Go through the listing and write out all of it exactly.

####

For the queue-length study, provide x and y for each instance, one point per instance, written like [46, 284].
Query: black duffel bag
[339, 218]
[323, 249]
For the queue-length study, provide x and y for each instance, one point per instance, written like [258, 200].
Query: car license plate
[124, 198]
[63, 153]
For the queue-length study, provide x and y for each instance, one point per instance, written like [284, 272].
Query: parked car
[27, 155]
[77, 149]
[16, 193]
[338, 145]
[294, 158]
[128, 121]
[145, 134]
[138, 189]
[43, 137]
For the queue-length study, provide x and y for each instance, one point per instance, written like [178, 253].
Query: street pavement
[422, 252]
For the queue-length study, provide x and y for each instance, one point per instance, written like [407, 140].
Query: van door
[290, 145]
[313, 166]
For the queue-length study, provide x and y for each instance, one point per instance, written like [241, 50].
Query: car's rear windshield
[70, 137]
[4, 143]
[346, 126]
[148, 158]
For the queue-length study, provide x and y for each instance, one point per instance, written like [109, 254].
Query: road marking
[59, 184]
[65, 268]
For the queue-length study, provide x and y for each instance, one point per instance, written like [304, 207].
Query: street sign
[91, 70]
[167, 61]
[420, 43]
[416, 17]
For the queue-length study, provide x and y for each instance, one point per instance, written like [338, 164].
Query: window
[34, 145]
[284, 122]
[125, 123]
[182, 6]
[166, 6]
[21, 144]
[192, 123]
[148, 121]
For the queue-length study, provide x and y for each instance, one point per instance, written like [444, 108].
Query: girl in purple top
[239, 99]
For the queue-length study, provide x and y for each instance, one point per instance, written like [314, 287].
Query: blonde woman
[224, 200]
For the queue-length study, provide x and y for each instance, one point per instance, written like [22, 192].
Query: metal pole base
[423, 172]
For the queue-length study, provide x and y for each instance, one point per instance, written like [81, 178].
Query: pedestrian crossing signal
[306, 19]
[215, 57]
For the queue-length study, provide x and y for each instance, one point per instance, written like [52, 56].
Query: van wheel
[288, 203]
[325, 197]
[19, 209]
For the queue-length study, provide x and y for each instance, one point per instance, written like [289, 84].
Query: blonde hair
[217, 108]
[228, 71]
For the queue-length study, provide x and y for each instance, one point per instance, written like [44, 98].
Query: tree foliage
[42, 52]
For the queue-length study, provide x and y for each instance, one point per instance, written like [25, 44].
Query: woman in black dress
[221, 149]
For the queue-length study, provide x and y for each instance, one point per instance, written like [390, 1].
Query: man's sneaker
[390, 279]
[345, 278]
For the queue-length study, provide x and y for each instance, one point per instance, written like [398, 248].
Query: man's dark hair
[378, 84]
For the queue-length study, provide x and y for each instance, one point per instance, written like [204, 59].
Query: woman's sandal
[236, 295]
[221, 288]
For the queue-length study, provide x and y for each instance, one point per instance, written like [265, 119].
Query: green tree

####

* Final result *
For the queue-length study, provide x and y for each instance, one point per instance, written like [46, 284].
Query: black duffel bag
[339, 218]
[323, 249]
For the queue-length study, provide x and y for each instance, one point per instance, written like [258, 200].
Query: car license plate
[124, 198]
[63, 153]
For the queue-length study, provide x and y for each instance, one point per instance, written like [284, 272].
Query: parked car
[27, 155]
[77, 149]
[16, 193]
[338, 145]
[294, 158]
[128, 121]
[145, 134]
[138, 189]
[43, 137]
For the queue-length study, provide x and y for each instance, one point per instance, written like [178, 253].
Query: street pavement
[422, 252]
For the queue-length study, provide x and y for each instance, one point per instance, written like [407, 140].
Query: van door
[290, 145]
[313, 166]
For the queue-length study, provide x and y for each instance, one point per instance, written like [241, 50].
Query: car's rear windshield
[70, 137]
[4, 143]
[346, 126]
[148, 158]
For the queue-length study, provide x and y for each instance, one point per instance, written like [109, 254].
Query: road marking
[59, 184]
[65, 268]
For the queue-length study, provide x and y for each instance, one point per instance, written like [304, 207].
Query: street sign
[91, 70]
[167, 61]
[420, 43]
[416, 17]
For the queue-length study, provide x and y for each instance, one point per instance, written like [338, 164].
Query: window
[34, 145]
[284, 122]
[125, 123]
[182, 6]
[166, 6]
[21, 144]
[192, 123]
[148, 121]
For the queue-length study, provide x and y for each instance, one point per instance, written like [444, 108].
Query: girl in purple top
[239, 99]
For the queue-length study, provide x and y for each instance, one point per instance, written like [314, 287].
Query: blonde woman
[224, 200]
For the queue-length study, provide x and y for each instance, one point per instance, written like [22, 192].
Query: metal pole base
[423, 172]
For the queue-length study, provide x and y for each instance, one point per instance, written like [81, 178].
Query: pedestrian crossing signal
[306, 19]
[215, 57]
For the queue-length study, provide x and y for each instance, one point per instance, written like [52, 56].
Query: van wheel
[288, 203]
[325, 197]
[19, 209]
For the queue-length study, provide x and y for each instance, one point per instance, written like [289, 84].
Query: blonde hair
[217, 108]
[228, 71]
For the queue-length study, provide x and y for each instance, one point per instance, written like [44, 98].
Query: tree foliage
[42, 52]
For the queue-length study, provide x and y for each instance, one point per instance, written like [25, 44].
Query: woman in black dress
[221, 149]
For the queue-length study, provide x and y for each instance, one point per instance, written like [390, 1].
Query: man's sneaker
[390, 279]
[345, 278]
For the queue-length study, provide x and y for each instance, one point per instance, written like [398, 248].
Query: man's dark hair
[378, 84]
For the queue-length study, provide x and y for each instance, one point per instance, written like [204, 59].
Query: woman's sandal
[236, 295]
[221, 288]
For the queue-length study, provide x and y for each instance, one point per instance, written like [265, 119].
Query: green tree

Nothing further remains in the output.